The techniques and clinical indications for irradiating blood components are described in Chapter 10.

Hematopoietic stem cells are being obtained from bone marrow, peripheral blood, and cord blood. Collection of marrow and umbilical cord blood is described in Chapter 19and peripheral blood stem cells in Chapter 6. Stem cells from these different sources are undergoing an increasing variety of cellular engineering methods that produce new blood components with exciting therapeutic potential.

Procedures for the fractionation of plasma were developed during the 1940s in response to World War II (see Chapter 1). A large pool of plasma, often up to 10,000 L or 50,000 donor units, is processed using cold ethanol fractionation. In cold ethanol, different plasma proteins have different solubilities, which allow their separation. This large‐scale separation and manufacturing process results in the isolation of several proteins from plasma that are prepared for therapeutic use. These are called “plasma derivatives” ( Table 5.10). The major derivatives have been albumin, immune serum, immune globulin, and coagulation factor VIII concentrate. Until the late 1980s, techniques were not available to sterilize some blood derivatives after manufacture. Thus, because of the large number of units of donor plasma in each pool, the chance of contamination of the pool with viruses (i.e., hepatitis and HIV) was high and the risk for disease transmission from these nonsterilized blood derivatives was high (see Chapter 17). This risk was accentuated because much of the plasma that serves as the raw material for the manufacture of blood derivatives was obtained from paid donors, a group known to provide blood with an increased likelihood of transmitting disease [93, 94]. Initially, only albumin and immune globulin carried no risk for disease transmission—albumin because it was sterilized by heating, and immune globulin because none of the known infectious agents was contained in that fraction prepared from the plasma. Because of the recognition of the high risk for disease transmission by coagulation factor concentrates, methods were developed to sterilize them [95, 96].
————————
§ **Work to complete**:
[a] List every plasma derivative that the blood components passage names as a major one.
[b] Print the part of the blood components passage starting with "Hematopoietic stem cells" and going on through "exciting therapeutic potential.".
None of the data are needed.

§ **Data provided**:
————————
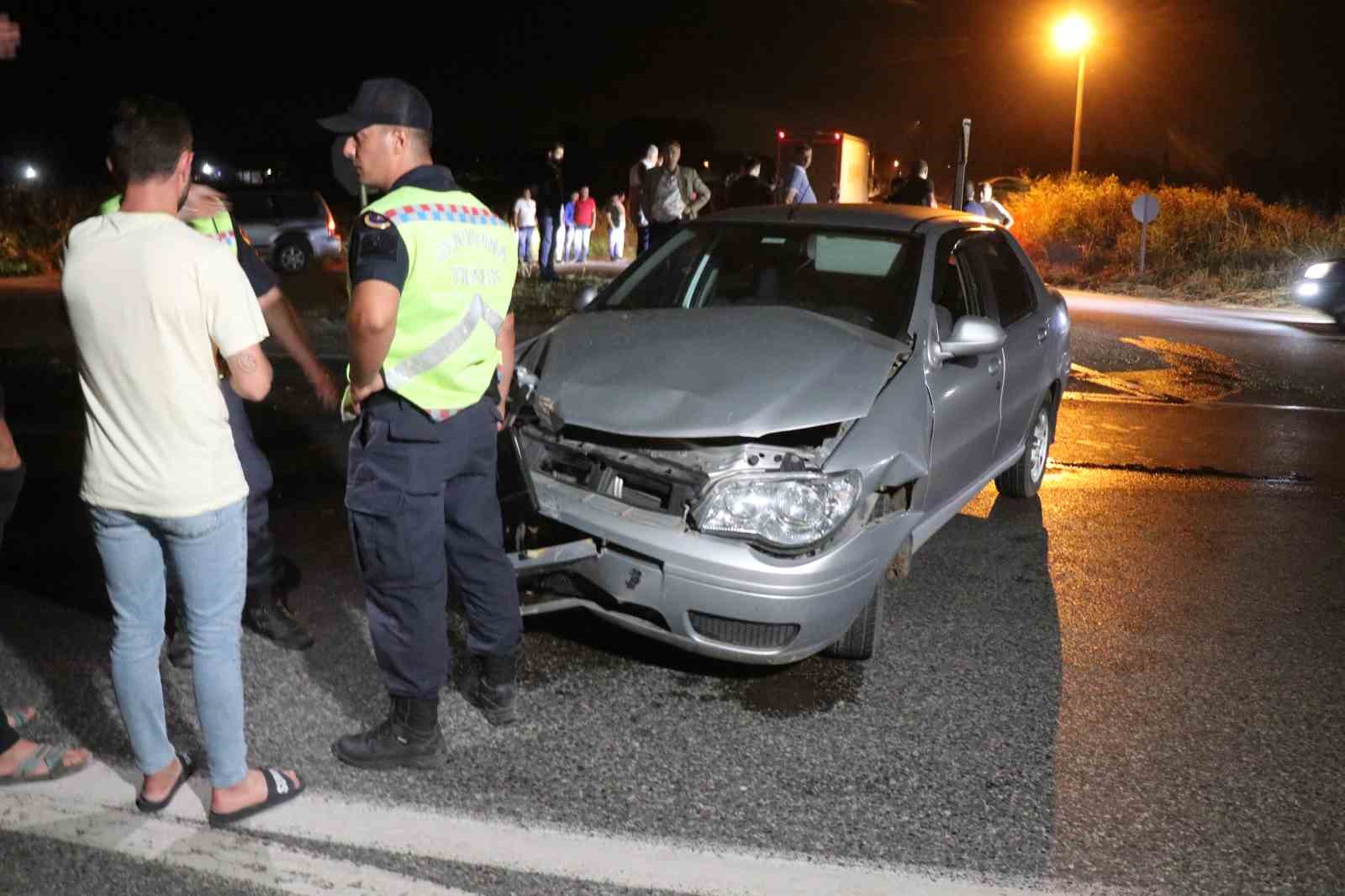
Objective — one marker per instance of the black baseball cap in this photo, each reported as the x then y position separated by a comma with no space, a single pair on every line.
382,101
————————
§ **Answers for the exercise**:
[a] Albumin, immune serum, immune globulin, and coagulation factor VIII concentrate.

[b]
Hematopoietic stem cells are being obtained from bone marrow, peripheral blood, and cord blood. Collection of marrow and umbilical cord blood is described in Chapter 19and peripheral blood stem cells in Chapter 6. Stem cells from these different sources are undergoing an increasing variety of cellular engineering methods that produce new blood components with exciting therapeutic potential.